#### [Source passage]
^^^^

Citation: 2008TCC22
Date: 20080110
Docket: 2006-3072(IT)G
BETWEEN:
SUSANNE IWANOW,
Appellant,
and
HER MAJESTY THE QUEEN,
Respondent.
REASONS FOR ORDER
Favreau, J.
[1] This is an appeal
against the assessments dated June 9, 2005 in respect of the appellant’s
taxation years 2000, 2001, 2002 and 2003.
[2] Based upon an
affidavit dated January 12, 2007, of Mr. Hubert de Groot, a litigation
agent of the Canada Revenue Agency (“CRA”) who was in charge of the appeal file
of the appellant, the relevant facts of this appeal are as follows:
a)
on
February 3, 2004, CRA sent to the appellant a request to file her income
tax return for each of the 2000 to 2002 taxation years;
b)
the
appellant did not comply with the request and on March 16, 2004, a formal
request to file income tax return for each of her 2000 to 2002 taxation years
was sent to the appellant;
c)
on
April 16, 2004, CRA sent to the appellant copies of her information
returns, namely T3, T4 and T5 information slips, issued to the appellant for
her 2000 to 20002 taxation years, to enable her to file her tax returns;
d)
on
August 10, 2004, the appellant requested assistance from CRA to file
her tax returns by providing a certified copy of the Income Tax Act to
her;
e)
in
September 2004, CRA informed the appellant of the existence of a commercial
version of the Income Tax Act, rather than a certified copy;
f)
by a
letter dated September 20, 2004, the appellant informed CRA that she could
not rely on such commercial version of the Income Tax Act, nor could she
rely on anyone who was willing to guarantee the accuracy of his or her advice,
thus preventing her from filing her tax returns;
g)
other
exchange of letters occurred between the appellant and CRA but the appellant
was still unwilling to estimate the amount of tax payable by filing her income
tax returns for the 2000 to 20002 taxation years;
h)
on
June 9, 2005, CRA issued assessments against the appellant’s 2000 to 2003
taxation years, notwithstanding the fact that she has not filed any tax
returns, in accordance with subsection 152(7) of the Income Tax Act,
R.S.C. 1985, c. 1 (5th supp.) as amended, (the “Act”);
i)
in
so assessing, CRA computed her taxable income and relied, among other things,
on the information slips issued to the appellant for the 2000 to 2003 taxation
years;
j)
further
in time, CRA provided to the appellant copies of the assessments previously
issued;
k)
the
appellant filed a notice of objection dated December 2, 2005 for her 2000
to 2003 taxation years;
l)
CRA
accepted the late filing of the notice of objection;
m)
on
April 12, 2006, CRA wrote to the appellant informing her that she had
received income during her 2000 to 2003 taxation years and, once again, invited
her to file her income tax returns for these years;
n)

^^^^

Dataset records
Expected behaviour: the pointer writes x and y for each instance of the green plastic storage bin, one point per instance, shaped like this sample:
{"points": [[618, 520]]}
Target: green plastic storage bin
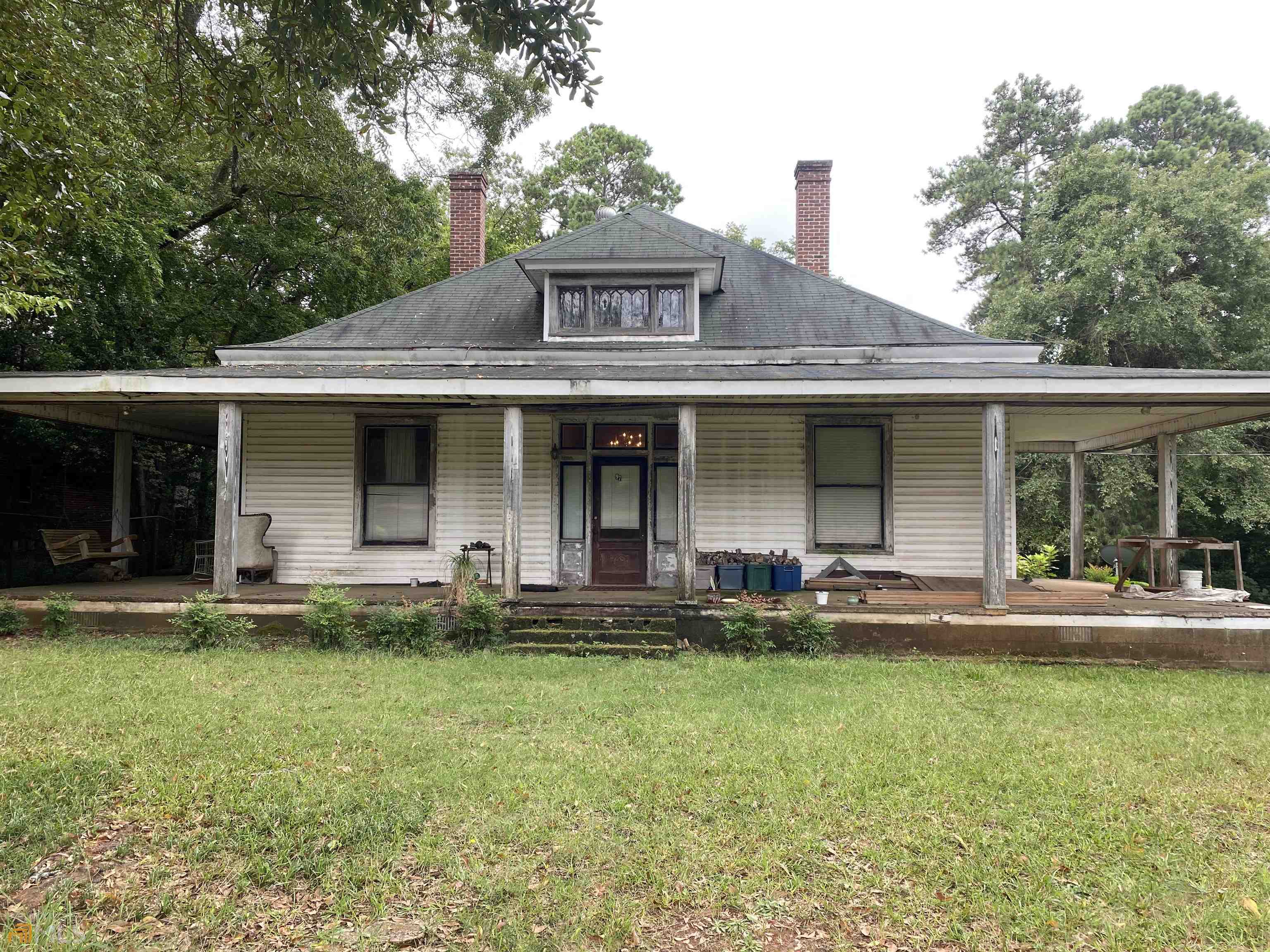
{"points": [[759, 578]]}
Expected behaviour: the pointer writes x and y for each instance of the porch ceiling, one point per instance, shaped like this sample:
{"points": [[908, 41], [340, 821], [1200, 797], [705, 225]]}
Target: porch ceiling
{"points": [[1076, 429], [183, 423]]}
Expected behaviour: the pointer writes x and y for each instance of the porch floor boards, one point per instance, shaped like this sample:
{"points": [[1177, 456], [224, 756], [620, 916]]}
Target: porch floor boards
{"points": [[168, 591]]}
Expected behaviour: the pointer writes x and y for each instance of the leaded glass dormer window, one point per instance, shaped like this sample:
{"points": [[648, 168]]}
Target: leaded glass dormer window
{"points": [[572, 309], [605, 306], [620, 307], [671, 314]]}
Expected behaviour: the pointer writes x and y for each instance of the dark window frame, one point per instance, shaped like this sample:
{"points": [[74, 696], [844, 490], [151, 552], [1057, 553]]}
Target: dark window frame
{"points": [[597, 447], [675, 441], [657, 500], [581, 465], [887, 516], [581, 446]]}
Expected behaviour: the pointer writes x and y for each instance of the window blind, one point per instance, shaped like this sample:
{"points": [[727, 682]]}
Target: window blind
{"points": [[849, 486]]}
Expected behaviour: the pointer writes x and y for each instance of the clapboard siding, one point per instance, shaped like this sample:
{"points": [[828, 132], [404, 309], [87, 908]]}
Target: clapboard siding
{"points": [[752, 490], [536, 506], [751, 493], [298, 465]]}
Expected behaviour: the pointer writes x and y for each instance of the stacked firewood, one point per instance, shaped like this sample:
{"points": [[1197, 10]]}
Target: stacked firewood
{"points": [[724, 557]]}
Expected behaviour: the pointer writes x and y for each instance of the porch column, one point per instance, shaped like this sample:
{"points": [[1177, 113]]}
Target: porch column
{"points": [[686, 525], [1166, 481], [229, 466], [995, 551], [1077, 537], [513, 481], [121, 505]]}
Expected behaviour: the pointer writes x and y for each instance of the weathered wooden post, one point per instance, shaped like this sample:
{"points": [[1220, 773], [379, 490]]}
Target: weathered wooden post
{"points": [[121, 503], [686, 535], [1077, 537], [513, 483], [995, 552], [229, 466], [1166, 466]]}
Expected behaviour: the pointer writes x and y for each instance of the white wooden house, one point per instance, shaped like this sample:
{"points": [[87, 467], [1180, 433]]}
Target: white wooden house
{"points": [[602, 405]]}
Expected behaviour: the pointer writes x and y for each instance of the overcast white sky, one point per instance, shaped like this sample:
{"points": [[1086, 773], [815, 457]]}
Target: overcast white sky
{"points": [[732, 93]]}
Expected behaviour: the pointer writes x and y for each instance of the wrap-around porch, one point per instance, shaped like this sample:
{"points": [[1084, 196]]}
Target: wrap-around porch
{"points": [[542, 481]]}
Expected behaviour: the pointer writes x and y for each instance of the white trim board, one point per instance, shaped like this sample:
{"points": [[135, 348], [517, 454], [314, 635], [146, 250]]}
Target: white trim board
{"points": [[140, 386]]}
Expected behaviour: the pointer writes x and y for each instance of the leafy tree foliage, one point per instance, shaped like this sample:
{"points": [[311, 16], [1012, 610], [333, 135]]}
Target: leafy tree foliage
{"points": [[168, 163], [599, 165], [1134, 243], [781, 248]]}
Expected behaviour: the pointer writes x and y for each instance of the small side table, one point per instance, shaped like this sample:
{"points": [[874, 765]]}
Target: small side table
{"points": [[489, 558]]}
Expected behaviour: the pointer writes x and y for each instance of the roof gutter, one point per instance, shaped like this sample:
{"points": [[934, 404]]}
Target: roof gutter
{"points": [[652, 355], [315, 388]]}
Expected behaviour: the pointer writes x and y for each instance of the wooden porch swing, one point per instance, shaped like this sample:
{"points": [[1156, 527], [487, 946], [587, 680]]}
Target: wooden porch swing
{"points": [[70, 546]]}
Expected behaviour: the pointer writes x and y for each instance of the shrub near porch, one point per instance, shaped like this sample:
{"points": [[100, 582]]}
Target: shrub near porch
{"points": [[536, 803]]}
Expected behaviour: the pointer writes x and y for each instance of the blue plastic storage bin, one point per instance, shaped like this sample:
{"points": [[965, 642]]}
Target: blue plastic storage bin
{"points": [[787, 578]]}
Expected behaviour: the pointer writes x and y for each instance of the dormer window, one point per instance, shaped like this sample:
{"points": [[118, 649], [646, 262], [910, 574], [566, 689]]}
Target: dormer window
{"points": [[606, 306]]}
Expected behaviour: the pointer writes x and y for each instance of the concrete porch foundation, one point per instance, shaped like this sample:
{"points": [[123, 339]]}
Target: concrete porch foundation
{"points": [[1235, 636]]}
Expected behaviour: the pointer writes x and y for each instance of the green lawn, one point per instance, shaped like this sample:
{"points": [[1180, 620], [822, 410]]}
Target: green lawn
{"points": [[543, 803]]}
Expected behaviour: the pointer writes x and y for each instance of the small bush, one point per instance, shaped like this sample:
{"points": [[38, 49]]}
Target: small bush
{"points": [[329, 620], [745, 630], [404, 629], [57, 615], [482, 622], [204, 624], [809, 633], [1100, 573], [1038, 565], [13, 620]]}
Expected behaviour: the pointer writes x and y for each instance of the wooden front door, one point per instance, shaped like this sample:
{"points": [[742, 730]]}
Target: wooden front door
{"points": [[619, 528]]}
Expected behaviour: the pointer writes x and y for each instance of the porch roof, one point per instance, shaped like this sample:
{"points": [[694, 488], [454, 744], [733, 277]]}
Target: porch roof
{"points": [[657, 381], [1053, 408]]}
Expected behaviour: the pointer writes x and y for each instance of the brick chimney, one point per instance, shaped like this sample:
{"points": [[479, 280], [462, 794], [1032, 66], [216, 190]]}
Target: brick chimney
{"points": [[812, 214], [466, 220]]}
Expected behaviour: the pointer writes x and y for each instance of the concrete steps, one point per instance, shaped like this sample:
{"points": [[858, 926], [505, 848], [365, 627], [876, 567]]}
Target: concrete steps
{"points": [[649, 633]]}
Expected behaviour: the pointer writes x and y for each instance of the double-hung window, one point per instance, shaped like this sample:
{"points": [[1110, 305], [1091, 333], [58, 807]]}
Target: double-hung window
{"points": [[397, 484], [849, 484]]}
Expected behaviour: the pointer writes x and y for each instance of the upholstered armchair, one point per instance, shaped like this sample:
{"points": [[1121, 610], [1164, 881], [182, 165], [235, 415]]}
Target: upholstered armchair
{"points": [[256, 558]]}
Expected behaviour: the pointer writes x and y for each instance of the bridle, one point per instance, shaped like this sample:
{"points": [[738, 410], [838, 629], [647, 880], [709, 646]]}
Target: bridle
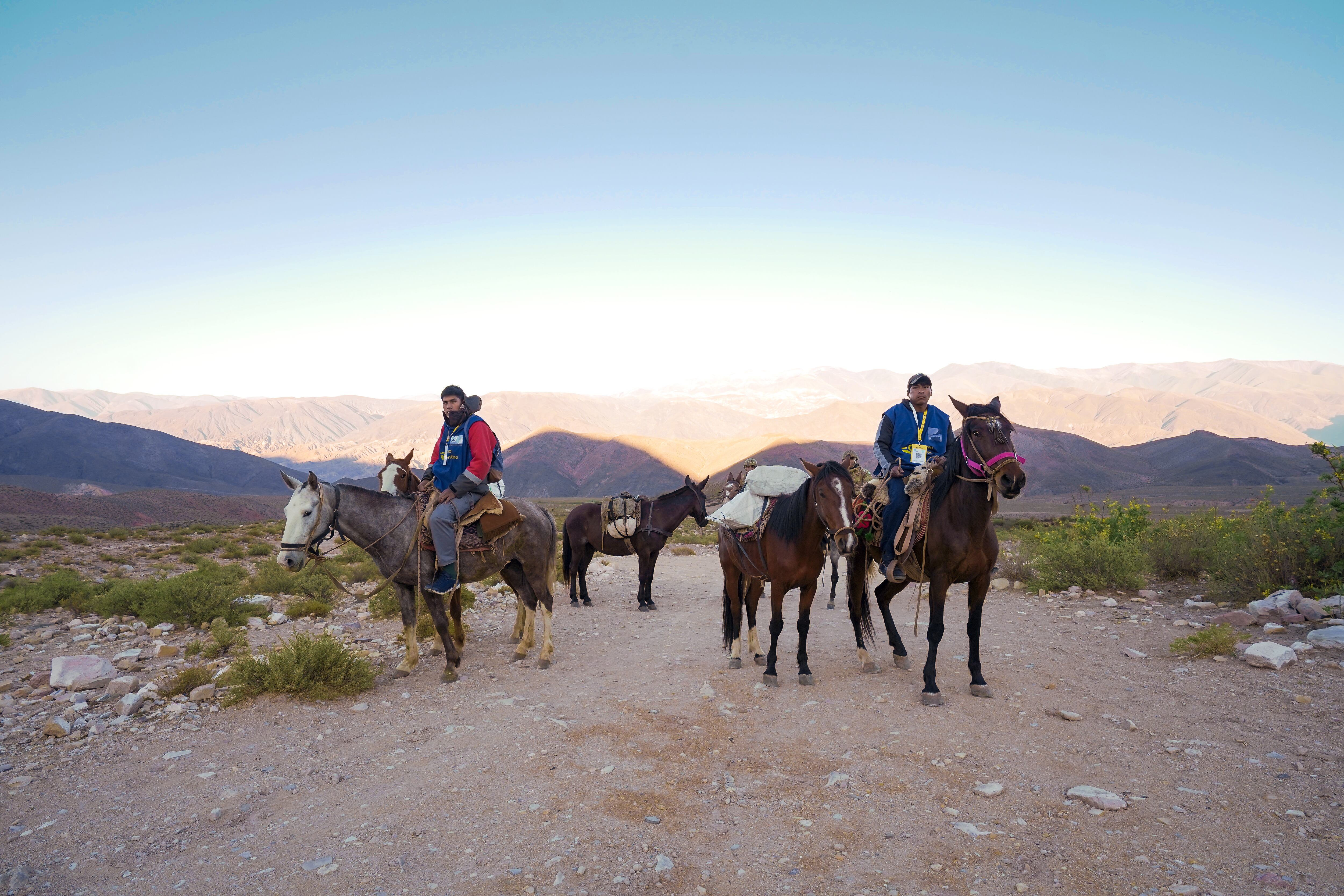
{"points": [[991, 471]]}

^^^^

#### [Directions for this task]
Rewrite the paragraph of the reasons for order that begins "This is an appeal" more briefly, keeping its main facts.

#### [Expected answer]
The appellant appeals the June 9, 2005 assessments for her 2000 to 2003 taxation years.